Return every record below exactly as written, but leave out the pictures.
--- BEGIN Materials provided ---
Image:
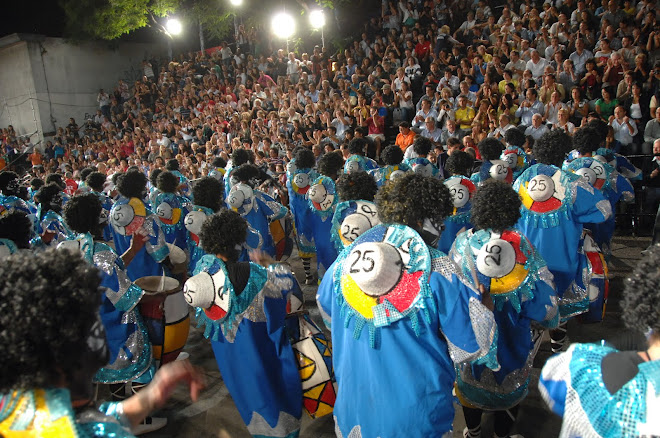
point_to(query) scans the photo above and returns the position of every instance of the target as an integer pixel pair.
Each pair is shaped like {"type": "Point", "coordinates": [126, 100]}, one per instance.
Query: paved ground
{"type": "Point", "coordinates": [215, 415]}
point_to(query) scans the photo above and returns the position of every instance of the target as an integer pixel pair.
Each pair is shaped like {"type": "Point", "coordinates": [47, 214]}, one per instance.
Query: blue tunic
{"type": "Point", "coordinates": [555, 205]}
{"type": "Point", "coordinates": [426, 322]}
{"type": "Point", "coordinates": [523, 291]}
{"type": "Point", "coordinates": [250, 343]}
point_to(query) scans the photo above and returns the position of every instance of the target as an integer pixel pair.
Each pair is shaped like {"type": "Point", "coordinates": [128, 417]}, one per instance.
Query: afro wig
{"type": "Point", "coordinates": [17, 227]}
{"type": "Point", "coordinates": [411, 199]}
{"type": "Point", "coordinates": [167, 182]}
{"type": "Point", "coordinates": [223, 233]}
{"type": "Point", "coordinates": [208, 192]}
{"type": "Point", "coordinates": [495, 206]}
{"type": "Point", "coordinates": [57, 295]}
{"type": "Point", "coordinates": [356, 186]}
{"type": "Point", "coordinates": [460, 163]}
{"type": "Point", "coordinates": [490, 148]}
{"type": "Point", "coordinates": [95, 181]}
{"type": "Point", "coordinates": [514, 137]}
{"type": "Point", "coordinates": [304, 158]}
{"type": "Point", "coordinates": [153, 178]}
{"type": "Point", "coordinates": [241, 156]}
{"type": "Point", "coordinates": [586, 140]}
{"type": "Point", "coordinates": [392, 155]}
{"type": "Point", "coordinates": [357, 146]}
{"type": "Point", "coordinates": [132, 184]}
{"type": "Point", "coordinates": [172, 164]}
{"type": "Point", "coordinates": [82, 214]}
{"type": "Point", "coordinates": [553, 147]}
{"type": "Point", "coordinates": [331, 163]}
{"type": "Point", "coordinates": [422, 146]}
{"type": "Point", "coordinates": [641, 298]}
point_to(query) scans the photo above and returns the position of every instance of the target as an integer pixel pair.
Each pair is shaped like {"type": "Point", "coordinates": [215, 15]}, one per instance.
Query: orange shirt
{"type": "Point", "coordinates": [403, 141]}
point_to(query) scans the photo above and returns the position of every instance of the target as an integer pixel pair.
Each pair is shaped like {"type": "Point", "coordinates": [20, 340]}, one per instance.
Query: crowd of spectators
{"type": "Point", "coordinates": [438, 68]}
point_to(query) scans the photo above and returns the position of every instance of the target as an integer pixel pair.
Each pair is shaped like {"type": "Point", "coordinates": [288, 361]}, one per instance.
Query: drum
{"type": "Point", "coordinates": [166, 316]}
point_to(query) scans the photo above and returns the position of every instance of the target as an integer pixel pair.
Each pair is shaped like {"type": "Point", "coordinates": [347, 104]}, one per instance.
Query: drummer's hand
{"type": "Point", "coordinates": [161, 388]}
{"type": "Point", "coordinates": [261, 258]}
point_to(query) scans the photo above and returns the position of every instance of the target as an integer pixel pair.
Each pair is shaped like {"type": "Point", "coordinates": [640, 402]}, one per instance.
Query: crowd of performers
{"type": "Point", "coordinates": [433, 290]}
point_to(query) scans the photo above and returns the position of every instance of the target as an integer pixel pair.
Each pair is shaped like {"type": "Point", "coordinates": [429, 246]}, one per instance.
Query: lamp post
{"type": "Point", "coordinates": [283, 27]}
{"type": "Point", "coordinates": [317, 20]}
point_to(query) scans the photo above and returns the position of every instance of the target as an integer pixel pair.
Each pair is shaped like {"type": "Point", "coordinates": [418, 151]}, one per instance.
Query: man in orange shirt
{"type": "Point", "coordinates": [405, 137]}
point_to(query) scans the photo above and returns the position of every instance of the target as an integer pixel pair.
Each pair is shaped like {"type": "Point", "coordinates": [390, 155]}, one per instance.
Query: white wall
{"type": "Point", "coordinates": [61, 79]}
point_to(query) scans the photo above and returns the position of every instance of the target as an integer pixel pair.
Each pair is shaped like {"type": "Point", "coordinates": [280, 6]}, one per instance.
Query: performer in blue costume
--- END Materials provided ---
**Finished task**
Image:
point_to(query) scans the photo above and returns the position of every instance of the target as an integer pixel pair.
Each pair is shaped like {"type": "Point", "coordinates": [126, 100]}, one per instance.
Query: paved ground
{"type": "Point", "coordinates": [215, 415]}
point_to(query) scans the photo above and returns the position of every instance of the target as an integer pixel pair.
Each pair is shaped like {"type": "Point", "coordinates": [47, 214]}, one per instance.
Query: blue tunic
{"type": "Point", "coordinates": [555, 205]}
{"type": "Point", "coordinates": [426, 322]}
{"type": "Point", "coordinates": [523, 291]}
{"type": "Point", "coordinates": [250, 343]}
point_to(query) scans the photo above and returns the position of every instance of the target as an integer pixel pair.
Each pair is shaped like {"type": "Point", "coordinates": [128, 417]}, one per instance.
Query: afro wig
{"type": "Point", "coordinates": [17, 227]}
{"type": "Point", "coordinates": [411, 199]}
{"type": "Point", "coordinates": [167, 182]}
{"type": "Point", "coordinates": [223, 233]}
{"type": "Point", "coordinates": [208, 192]}
{"type": "Point", "coordinates": [495, 206]}
{"type": "Point", "coordinates": [57, 295]}
{"type": "Point", "coordinates": [356, 186]}
{"type": "Point", "coordinates": [460, 163]}
{"type": "Point", "coordinates": [490, 148]}
{"type": "Point", "coordinates": [95, 181]}
{"type": "Point", "coordinates": [514, 137]}
{"type": "Point", "coordinates": [304, 158]}
{"type": "Point", "coordinates": [153, 178]}
{"type": "Point", "coordinates": [241, 156]}
{"type": "Point", "coordinates": [586, 140]}
{"type": "Point", "coordinates": [392, 155]}
{"type": "Point", "coordinates": [357, 146]}
{"type": "Point", "coordinates": [132, 184]}
{"type": "Point", "coordinates": [172, 164]}
{"type": "Point", "coordinates": [82, 214]}
{"type": "Point", "coordinates": [553, 147]}
{"type": "Point", "coordinates": [331, 163]}
{"type": "Point", "coordinates": [422, 146]}
{"type": "Point", "coordinates": [641, 298]}
point_to(query) scans the photo above and returns the position of every instance of the target as an integer pixel pair.
Each pair is shaped like {"type": "Point", "coordinates": [215, 15]}, one per instance.
Query: orange shirt
{"type": "Point", "coordinates": [403, 141]}
point_to(query) scans the photo above and returns the position of every instance of the target as an integer pixel pair.
Each pair is shaped like {"type": "Point", "coordinates": [20, 340]}, one per instance.
Query: crowd of spectators
{"type": "Point", "coordinates": [438, 68]}
point_to(query) scans the photo above and returns the position of every instance of the target as an integer pixel pair.
Each pair is shaped like {"type": "Point", "coordinates": [288, 361]}, one per instance.
Query: drum
{"type": "Point", "coordinates": [166, 316]}
point_to(query) scans the photo above and returns the position of every instance of the target as an integer pixel pair.
Each pair is shaped like {"type": "Point", "coordinates": [347, 104]}, one per instance.
Query: drummer's hand
{"type": "Point", "coordinates": [161, 388]}
{"type": "Point", "coordinates": [261, 258]}
point_to(query) scans the photo above and returns the position of every instance of the target as an integer pixel pair.
Each pair is shaped like {"type": "Point", "coordinates": [640, 402]}, one per instance.
Query: crowd of performers
{"type": "Point", "coordinates": [433, 290]}
point_to(query) scans the photo above and returns the position of every instance of the target as an integer pixel pair.
Each pair is shaped like {"type": "Point", "coordinates": [429, 246]}, one per instance.
Query: lamp post
{"type": "Point", "coordinates": [283, 27]}
{"type": "Point", "coordinates": [317, 20]}
point_to(query) scans the photo above and returns the position of every instance of the target as an integer pixel pair.
Each pair is shaped like {"type": "Point", "coordinates": [418, 151]}, one per instance.
Query: man in orange shirt
{"type": "Point", "coordinates": [405, 137]}
point_to(query) scans the photo above and returns the position of every instance of the target as an integer pixel pair.
Each pair is shaped like {"type": "Point", "coordinates": [390, 155]}, one per instance.
Query: white wall
{"type": "Point", "coordinates": [61, 79]}
point_to(query) scans the photo above and returns the position of every instance of the target as an integer pixel pair.
Each pair is shaped like {"type": "Point", "coordinates": [280, 6]}, one per instance.
Query: performer in blue costume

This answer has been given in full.